STUDY TEXT ->
---
CMS Reminds States EPSDT Requirement Includes Behavioral Health, Offers Specific Strategies

Medicaid’s pediatric benefit, Early and Periodic Screening Diagnostic and Treatment (EPSDT), is getting more attention from federal officials. As part of its child health-focused release yesterday, CMS released a new Informational Bulletin reiterating EPSDT’s requirement to cover screenings and medically necessary treatment for children’s behavioral health, mental health and substance use disorders. The timing is critical going into another school year, as CMS’s data show declining access to mental health services for children after the onset of the pandemic.

Say Ahhh! readers know that while EPSDT is the definitive standard for pediatric benefits, the promise has not lived up to its full potential. This bulletin provides strategies and concrete examples encouraging states to:

  1. Improve prevention, early identification, and engagement in treatment, through strategies such as removing a diagnosis requirement to access treatment, paying for behavioral health services in primary care, or using age-appropriate diagnostic criteria, such as the DC:0-5 for young children (more on this in a later blog!).
  2. Increase access to treatment across the continuum of care, beyond screening to care coordination, crisis response and recovery services, telehealth, in-home and wrap-around services based on identified need to “ensure that individual children get the health care they need in the right place when they need it.” (p. 7)
---
DATA PROVIDED ->
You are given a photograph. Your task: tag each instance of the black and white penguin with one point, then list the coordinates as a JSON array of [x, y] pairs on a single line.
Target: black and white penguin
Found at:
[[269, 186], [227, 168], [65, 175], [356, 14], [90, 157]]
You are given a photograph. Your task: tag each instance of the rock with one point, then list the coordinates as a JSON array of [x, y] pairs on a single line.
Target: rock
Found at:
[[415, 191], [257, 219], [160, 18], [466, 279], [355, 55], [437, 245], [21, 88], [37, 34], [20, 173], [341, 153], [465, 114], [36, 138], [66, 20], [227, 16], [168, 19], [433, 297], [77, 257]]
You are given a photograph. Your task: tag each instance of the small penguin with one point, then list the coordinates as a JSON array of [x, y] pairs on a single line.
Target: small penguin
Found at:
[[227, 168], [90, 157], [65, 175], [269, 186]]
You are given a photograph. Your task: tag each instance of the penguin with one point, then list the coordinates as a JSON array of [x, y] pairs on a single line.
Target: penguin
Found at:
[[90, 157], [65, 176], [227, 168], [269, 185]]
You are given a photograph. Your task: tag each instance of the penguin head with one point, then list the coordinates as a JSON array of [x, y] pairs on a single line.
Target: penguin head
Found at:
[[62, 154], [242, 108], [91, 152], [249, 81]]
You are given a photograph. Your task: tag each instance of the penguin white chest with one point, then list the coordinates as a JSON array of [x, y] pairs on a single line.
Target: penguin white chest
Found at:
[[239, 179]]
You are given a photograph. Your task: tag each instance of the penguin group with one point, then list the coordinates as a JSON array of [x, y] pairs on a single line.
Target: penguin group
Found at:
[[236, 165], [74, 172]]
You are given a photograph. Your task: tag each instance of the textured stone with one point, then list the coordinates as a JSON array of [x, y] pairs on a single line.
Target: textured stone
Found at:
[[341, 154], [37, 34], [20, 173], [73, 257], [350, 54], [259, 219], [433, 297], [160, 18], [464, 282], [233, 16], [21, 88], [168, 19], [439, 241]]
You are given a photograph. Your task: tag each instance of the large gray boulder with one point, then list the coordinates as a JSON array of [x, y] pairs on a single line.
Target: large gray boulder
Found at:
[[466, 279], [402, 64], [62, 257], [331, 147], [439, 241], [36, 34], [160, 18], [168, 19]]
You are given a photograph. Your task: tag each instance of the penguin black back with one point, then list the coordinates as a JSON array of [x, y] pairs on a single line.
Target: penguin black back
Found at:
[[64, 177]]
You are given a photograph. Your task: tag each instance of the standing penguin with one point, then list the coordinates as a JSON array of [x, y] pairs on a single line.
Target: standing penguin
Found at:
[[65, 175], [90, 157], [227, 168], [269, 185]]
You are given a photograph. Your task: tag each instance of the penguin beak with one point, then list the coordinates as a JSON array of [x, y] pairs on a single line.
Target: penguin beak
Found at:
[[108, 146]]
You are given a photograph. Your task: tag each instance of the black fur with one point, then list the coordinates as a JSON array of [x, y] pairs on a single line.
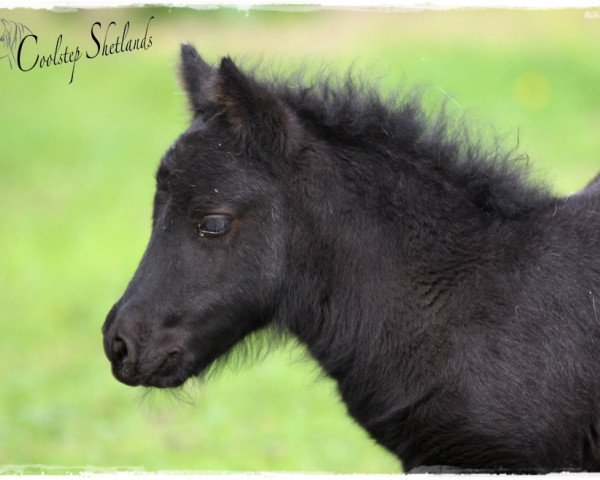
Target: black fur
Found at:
[[456, 305]]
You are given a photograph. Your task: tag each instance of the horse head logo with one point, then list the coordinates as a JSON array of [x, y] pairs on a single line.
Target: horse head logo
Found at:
[[11, 34]]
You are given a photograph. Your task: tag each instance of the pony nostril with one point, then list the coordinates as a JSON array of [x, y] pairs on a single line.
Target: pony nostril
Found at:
[[119, 350]]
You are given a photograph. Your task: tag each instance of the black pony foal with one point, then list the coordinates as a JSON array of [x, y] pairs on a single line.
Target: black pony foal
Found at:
[[457, 307]]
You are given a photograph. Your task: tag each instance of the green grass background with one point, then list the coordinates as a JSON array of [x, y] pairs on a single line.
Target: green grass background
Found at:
[[76, 182]]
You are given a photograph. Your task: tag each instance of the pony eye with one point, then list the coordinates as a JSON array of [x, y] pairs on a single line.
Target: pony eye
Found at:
[[214, 226]]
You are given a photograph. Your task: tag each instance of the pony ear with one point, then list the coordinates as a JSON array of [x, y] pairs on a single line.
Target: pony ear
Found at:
[[257, 117], [194, 73]]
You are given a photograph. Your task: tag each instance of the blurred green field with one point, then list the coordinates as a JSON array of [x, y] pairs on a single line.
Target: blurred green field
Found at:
[[76, 183]]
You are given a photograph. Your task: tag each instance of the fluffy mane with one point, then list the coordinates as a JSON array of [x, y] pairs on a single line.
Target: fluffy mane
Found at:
[[353, 114]]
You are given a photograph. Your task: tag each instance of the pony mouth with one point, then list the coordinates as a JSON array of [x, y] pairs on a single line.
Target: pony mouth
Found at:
[[169, 372]]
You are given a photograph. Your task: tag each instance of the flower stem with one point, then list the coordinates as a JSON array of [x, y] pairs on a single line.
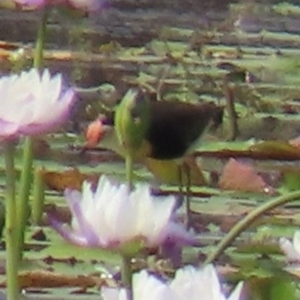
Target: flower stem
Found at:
[[126, 273], [26, 173], [129, 169], [11, 225], [23, 197], [38, 197], [248, 220], [40, 41]]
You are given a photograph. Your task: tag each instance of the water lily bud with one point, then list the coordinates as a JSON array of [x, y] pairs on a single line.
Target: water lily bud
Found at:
[[132, 120]]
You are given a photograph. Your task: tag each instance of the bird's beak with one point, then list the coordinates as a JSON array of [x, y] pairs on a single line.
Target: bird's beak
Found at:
[[94, 133]]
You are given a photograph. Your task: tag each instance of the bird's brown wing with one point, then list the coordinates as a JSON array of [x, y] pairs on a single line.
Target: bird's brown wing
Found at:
[[175, 126]]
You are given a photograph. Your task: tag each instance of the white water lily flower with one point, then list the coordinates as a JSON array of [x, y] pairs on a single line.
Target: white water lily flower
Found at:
[[291, 249], [33, 103], [189, 283], [113, 216], [193, 284], [145, 287]]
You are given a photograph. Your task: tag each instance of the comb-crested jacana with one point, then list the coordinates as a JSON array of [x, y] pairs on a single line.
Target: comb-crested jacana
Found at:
[[175, 130]]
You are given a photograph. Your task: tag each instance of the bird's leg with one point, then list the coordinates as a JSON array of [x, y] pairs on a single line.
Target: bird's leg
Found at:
[[187, 171], [184, 178], [180, 185]]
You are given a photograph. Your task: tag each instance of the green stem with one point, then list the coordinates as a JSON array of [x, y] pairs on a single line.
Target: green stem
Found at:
[[26, 173], [40, 41], [23, 197], [11, 225], [248, 220], [129, 169], [38, 197], [126, 273]]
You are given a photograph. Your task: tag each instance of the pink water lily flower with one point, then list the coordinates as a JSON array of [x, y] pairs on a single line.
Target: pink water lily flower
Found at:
[[33, 103], [113, 216], [189, 283]]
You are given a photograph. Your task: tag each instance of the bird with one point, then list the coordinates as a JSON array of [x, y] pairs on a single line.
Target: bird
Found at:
[[174, 131]]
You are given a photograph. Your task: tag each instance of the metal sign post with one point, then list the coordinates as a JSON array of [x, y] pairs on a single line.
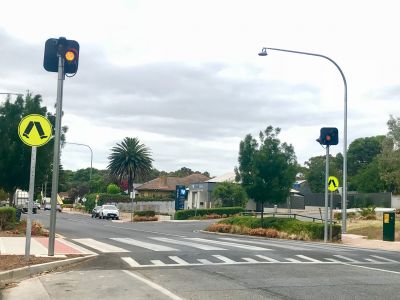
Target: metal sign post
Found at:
[[326, 194], [56, 157], [30, 203], [34, 130]]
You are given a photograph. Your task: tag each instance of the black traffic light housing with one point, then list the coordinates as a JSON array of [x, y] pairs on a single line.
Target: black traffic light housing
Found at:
[[328, 136], [69, 49]]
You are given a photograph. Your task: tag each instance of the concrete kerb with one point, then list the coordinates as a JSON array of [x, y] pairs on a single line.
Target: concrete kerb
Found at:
[[30, 271]]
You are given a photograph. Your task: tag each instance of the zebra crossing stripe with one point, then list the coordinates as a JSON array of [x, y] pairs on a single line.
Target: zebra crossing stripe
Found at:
[[309, 258], [269, 259], [149, 246], [157, 262], [333, 260], [130, 261], [267, 243], [99, 246], [235, 245], [347, 258], [225, 259], [248, 259], [385, 259], [293, 260], [186, 243], [205, 261], [178, 260]]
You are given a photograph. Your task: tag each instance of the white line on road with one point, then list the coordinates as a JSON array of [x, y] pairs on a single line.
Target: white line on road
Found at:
[[267, 243], [269, 259], [309, 258], [347, 258], [205, 261], [178, 260], [385, 259], [369, 268], [99, 246], [157, 262], [154, 286], [248, 259], [293, 260], [236, 245], [186, 243], [130, 261], [149, 246], [225, 259]]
---
WORK INSTRUCTION 1 ->
Say whether each statement agrees with the article on EPSDT and behavioral health, answering yes or no and quoting the deciding words: (a) CMS issued the bulletin as part of a child health-focused release. (b) CMS data show that children's access to mental health services rose after the pandemic began. (c) One strategy the bulletin suggests is adding a diagnosis requirement before treatment.
WORK INSTRUCTION 2 ->
Print the passage of the article on EPSDT and behavioral health from "Medicaid’s pediatric benefit, Early" up to and including "of the pandemic.".

WRITTEN RESPONSE 1 ->
(a) Yes: "As part of its child health-focused release yesterday, CMS released a new Informational Bulletin"
(b) No: "CMS’s data show declining access to mental health services for children after the onset of the pandemic"
(c) No: "removing a diagnosis requirement to access treatment"

WRITTEN RESPONSE 2 ->
Medicaid’s pediatric benefit, Early and Periodic Screening Diagnostic and Treatment (EPSDT), is getting more attention from federal officials. As part of its child health-focused release yesterday, CMS released a new Informational Bulletin reiterating EPSDT’s requirement to cover screenings and medically necessary treatment for children’s behavioral health, mental health and substance use disorders. The timing is critical going into another school year, as CMS’s data show declining access to mental health services for children after the onset of the pandemic.